Work instructions: Write each line exactly as it stands, from the line containing "Target: dark wooden table" through the end of the data.

Source material:

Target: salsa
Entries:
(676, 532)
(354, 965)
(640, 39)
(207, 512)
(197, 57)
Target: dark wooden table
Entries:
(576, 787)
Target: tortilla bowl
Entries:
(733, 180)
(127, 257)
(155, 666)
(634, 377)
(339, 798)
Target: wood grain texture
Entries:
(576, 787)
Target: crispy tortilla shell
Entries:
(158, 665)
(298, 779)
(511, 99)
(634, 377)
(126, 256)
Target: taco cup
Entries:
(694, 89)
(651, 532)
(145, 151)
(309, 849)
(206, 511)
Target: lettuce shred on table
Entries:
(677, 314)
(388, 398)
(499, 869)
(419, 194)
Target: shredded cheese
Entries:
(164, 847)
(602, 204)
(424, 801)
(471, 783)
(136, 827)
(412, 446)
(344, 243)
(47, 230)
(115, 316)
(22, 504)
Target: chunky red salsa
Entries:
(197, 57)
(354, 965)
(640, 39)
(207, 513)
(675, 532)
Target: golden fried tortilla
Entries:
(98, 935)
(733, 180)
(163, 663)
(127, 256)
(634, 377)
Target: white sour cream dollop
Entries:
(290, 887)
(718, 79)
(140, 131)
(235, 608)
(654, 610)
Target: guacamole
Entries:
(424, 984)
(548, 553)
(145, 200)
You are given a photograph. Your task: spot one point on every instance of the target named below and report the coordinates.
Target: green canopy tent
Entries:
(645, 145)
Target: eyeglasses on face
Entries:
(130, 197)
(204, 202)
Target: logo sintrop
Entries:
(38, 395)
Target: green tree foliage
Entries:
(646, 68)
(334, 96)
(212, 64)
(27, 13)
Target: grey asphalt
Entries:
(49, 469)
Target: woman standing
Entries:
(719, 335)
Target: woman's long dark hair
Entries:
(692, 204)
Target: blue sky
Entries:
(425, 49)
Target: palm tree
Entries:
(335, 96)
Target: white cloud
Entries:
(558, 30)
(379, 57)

Response:
Target: dark wooden table
Entries:
(576, 787)
Target: tortilla bowl
Entries:
(733, 180)
(127, 257)
(155, 666)
(634, 377)
(339, 798)
Target: wood grain texture
Entries:
(576, 787)
Target: crispy tortilla shell
Entries:
(158, 665)
(298, 779)
(511, 99)
(634, 377)
(126, 256)
Target: taco cup
Entries:
(694, 89)
(651, 532)
(145, 151)
(309, 849)
(206, 511)
Target: lettuce shred on table
Entries:
(677, 314)
(388, 398)
(499, 869)
(419, 194)
Target: shredded cheese
Entries:
(164, 847)
(602, 204)
(424, 801)
(471, 783)
(136, 827)
(412, 446)
(344, 243)
(47, 230)
(115, 316)
(22, 504)
Target: chunky red salsa
Entries:
(197, 57)
(354, 965)
(640, 39)
(207, 513)
(675, 532)
Target: golden fried tortilla
Entries:
(98, 935)
(733, 180)
(163, 663)
(127, 256)
(634, 377)
Target: white sour cream dollop
Entries:
(290, 887)
(718, 79)
(140, 131)
(235, 608)
(654, 610)
Target: guacamole
Entries:
(424, 984)
(548, 553)
(145, 200)
You are given a photograph. Your task: spot one point on every instance of the target named below and report the coordinates.
Target: green canopy tent
Entries:
(645, 145)
Target: eyeglasses on face
Entries:
(130, 197)
(204, 202)
Target: logo sintrop
Entries:
(38, 395)
Target: green tree foliage
Entries:
(646, 68)
(334, 96)
(212, 64)
(27, 13)
Target: grey asphalt
Entries:
(49, 469)
Target: woman standing
Entries:
(719, 335)
Target: woman's long dark hair
Entries:
(692, 204)
Target: blue sky
Entries:
(425, 49)
Target: palm tree
Entries:
(335, 96)
Target: white cloud
Entries:
(558, 30)
(379, 57)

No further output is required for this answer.